→ **What you need to do**: If a line in the data below contains the word "chair", copy it out.

→ **Records**:
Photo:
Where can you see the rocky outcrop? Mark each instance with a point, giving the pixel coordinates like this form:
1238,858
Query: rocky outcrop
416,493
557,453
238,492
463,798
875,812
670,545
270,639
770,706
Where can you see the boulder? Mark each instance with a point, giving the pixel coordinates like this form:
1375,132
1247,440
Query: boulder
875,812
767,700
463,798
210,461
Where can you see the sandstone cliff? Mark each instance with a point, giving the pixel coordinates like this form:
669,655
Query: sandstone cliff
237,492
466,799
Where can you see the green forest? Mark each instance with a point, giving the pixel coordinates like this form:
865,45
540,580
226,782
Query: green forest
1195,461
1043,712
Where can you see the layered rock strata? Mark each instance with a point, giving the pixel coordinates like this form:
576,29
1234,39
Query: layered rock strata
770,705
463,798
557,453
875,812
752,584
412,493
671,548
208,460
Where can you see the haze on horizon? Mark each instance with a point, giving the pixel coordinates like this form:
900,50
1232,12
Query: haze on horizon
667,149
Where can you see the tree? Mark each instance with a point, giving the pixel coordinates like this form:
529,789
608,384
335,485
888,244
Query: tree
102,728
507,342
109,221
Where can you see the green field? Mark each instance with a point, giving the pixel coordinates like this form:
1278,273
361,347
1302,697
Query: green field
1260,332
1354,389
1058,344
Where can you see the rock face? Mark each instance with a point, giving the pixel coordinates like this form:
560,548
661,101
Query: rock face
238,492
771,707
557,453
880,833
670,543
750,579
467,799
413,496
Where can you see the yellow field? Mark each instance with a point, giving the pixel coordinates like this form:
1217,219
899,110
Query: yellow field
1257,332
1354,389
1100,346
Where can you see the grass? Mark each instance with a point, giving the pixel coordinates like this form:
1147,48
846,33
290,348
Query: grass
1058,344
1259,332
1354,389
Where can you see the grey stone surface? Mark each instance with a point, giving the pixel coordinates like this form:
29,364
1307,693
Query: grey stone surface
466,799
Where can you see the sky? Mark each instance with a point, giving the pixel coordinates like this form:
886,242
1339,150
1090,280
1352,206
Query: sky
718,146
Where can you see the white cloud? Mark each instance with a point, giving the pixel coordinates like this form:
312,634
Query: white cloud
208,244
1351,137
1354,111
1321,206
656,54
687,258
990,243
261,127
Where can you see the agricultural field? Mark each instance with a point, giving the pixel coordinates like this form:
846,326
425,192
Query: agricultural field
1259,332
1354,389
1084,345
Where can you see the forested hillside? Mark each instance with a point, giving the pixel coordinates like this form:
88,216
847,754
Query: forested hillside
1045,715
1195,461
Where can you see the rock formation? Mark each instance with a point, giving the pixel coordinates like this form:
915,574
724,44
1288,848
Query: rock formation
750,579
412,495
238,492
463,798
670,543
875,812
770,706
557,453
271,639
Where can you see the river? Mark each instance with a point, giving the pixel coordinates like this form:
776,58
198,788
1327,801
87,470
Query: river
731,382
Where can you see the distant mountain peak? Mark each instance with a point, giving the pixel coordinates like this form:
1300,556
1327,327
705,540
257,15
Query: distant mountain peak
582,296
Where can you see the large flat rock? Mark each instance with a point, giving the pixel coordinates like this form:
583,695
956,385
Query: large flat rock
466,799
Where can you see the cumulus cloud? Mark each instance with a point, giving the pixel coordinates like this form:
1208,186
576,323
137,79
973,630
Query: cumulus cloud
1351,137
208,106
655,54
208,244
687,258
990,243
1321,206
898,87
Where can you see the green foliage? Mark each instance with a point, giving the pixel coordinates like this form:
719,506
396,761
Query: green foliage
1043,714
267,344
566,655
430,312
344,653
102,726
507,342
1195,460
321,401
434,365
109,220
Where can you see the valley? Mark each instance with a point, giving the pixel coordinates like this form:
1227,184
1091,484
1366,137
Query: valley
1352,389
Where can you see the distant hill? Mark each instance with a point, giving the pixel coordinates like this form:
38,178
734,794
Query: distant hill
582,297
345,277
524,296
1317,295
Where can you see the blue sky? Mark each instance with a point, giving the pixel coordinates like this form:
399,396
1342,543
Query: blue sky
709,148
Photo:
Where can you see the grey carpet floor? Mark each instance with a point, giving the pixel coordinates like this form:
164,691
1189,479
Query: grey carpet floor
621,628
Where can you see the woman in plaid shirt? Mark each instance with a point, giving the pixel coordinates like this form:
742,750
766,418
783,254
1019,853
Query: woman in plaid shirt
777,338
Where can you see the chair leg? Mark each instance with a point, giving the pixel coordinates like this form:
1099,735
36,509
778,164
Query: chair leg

→ **The answer**:
Where can you see the chair leg? Mark each instance with a point, giving the pixel coordinates like this form:
Query: chair leg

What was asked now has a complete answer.